#### LE TUE ISTRUZIONI
Modifica le righe dall'inizio dei record fino a quella che contiene "<point>45,181</point>", entrambe incluse: sostituisci "horizontal log" con "fallen tree" e lascia invariato tutto il resto.

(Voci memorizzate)

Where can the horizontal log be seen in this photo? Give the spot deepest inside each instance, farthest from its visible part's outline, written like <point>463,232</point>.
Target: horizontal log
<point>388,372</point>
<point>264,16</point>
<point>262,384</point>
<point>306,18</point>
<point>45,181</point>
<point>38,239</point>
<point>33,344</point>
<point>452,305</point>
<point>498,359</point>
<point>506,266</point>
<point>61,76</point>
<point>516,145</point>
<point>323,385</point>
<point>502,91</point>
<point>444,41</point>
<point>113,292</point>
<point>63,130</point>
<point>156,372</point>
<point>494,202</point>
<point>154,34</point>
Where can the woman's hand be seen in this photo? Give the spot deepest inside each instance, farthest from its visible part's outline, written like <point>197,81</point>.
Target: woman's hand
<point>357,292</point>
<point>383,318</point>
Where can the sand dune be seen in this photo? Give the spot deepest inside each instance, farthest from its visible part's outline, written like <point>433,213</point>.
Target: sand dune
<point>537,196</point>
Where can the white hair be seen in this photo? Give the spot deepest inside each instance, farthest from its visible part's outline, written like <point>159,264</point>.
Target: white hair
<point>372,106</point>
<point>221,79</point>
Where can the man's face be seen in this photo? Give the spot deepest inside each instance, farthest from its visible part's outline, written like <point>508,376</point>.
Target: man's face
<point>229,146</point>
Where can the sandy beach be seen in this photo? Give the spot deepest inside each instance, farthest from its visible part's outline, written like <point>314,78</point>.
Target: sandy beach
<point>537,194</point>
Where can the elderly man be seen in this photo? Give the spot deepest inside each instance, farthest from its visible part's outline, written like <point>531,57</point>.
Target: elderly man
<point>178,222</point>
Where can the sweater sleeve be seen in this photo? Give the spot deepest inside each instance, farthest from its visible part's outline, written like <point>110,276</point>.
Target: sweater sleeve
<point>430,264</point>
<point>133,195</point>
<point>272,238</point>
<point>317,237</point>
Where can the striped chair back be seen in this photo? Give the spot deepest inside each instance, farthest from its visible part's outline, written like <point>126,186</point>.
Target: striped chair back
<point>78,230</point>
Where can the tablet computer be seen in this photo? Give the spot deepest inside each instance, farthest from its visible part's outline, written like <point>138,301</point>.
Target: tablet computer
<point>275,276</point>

#### RISPOSTA ESERCIZIO
Where can the fallen tree be seen in this photo? Give the spot deepest inside each instance, farthest from its visible part's outline, written like <point>463,232</point>.
Target: fallen tree
<point>388,372</point>
<point>264,16</point>
<point>262,384</point>
<point>306,18</point>
<point>45,181</point>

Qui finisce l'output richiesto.